Article —
* * * * * * *

Jim: Yeah. I mean, I like the idea. Just conceptually, I find it interesting the concept that you can pick and choose what you’re going to tell your employees and that’s going to be fine because my 2-year-old knows when I’m withholding something. I mean, it took her … I play video games, and there’s this famous thing where you give your little sister a remote control that doesn’t work so that they think they’re playing. I tried that with her. One time, it worked. Never again—I mean immediately, and she’s 2—she doesn’t know practically anything compared to, supposedly, employees. We know. We all know exactly when something’s not being told. Then, in my opinion, that’s the worst-case scenario because then we have to guess.
I’ve talked about this before on the show, so I apologize to my listeners for bringing up Beowulf again. But in Beowulf, there’s Grendel—he’s this monster; I’m sure you’re familiar with it—and he’s undescribed. He is basically an imagination monster. They describe plenty of things in that text but not him because the whole idea is that if he did, he would become real and then not as scary. It’s much worse if you fill him with all of your fears. I call it the Grendel effect. If you don’t tell your employees what’s going on, they’re going to start guessing, and their guesses are going to be much worse than what’s happening. Then that’s going to be the reality that they’re taking forward and that they’re making decisions with. I have trouble understanding, even allowing that to happen, but I think I get why people feel like they have to be careful with the information that they share.
Colleen: Well, yes. In Buddhism, there’s right action, right speech. Management and leadership have to be aware there are some things. However, if their intentionality and their commitment is to make sure that within those changes, their messaging is respectful and allows for a space of query of what is happening. Otherwise, you’re absolutely right: They will monster the change. That’s one way of looking at it. Because in mediation, we have a saying, “If it’s hysterical, it’s historical.” Depending on a person’s contextual frameworks, they will give things meaning that may not be there. Like you said, they will monster that change. We have to bring all of our consciousness to our speaking and our acting within the workplace, especially in leadership. We really, really, really have to be mindful of what we say, how we say it, and the impact of what we’re saying.

* * * * * * *

(Stored items)
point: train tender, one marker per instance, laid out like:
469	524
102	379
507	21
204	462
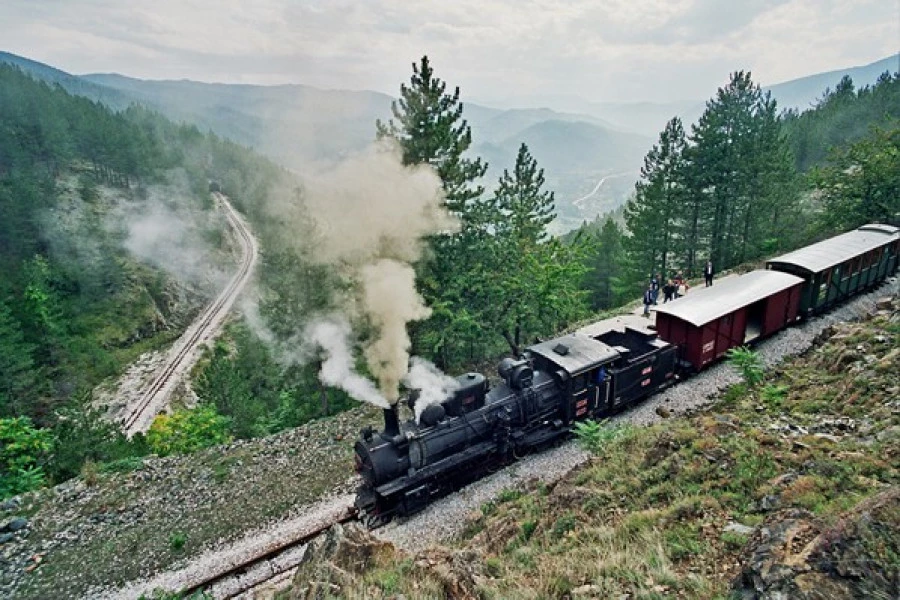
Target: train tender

* * * * * * *

What to do —
1 > Retype the transcript word for word, starting at "I’ve talked about" and ending at "that they share.".
2 > In the last sentence of the transcript, Colleen names the things we have to be mindful of. List all of them.

Answers per task —
1 >
I’ve talked about this before on the show, so I apologize to my listeners for bringing up Beowulf again. But in Beowulf, there’s Grendel—he’s this monster; I’m sure you’re familiar with it—and he’s undescribed. He is basically an imagination monster. They describe plenty of things in that text but not him because the whole idea is that if he did, he would become real and then not as scary. It’s much worse if you fill him with all of your fears. I call it the Grendel effect. If you don’t tell your employees what’s going on, they’re going to start guessing, and their guesses are going to be much worse than what’s happening. Then that’s going to be the reality that they’re taking forward and that they’re making decisions with. I have trouble understanding, even allowing that to happen, but I think I get why people feel like they have to be careful with the information that they share.

2 >
- What we say
- How we say it
- The impact of what we're saying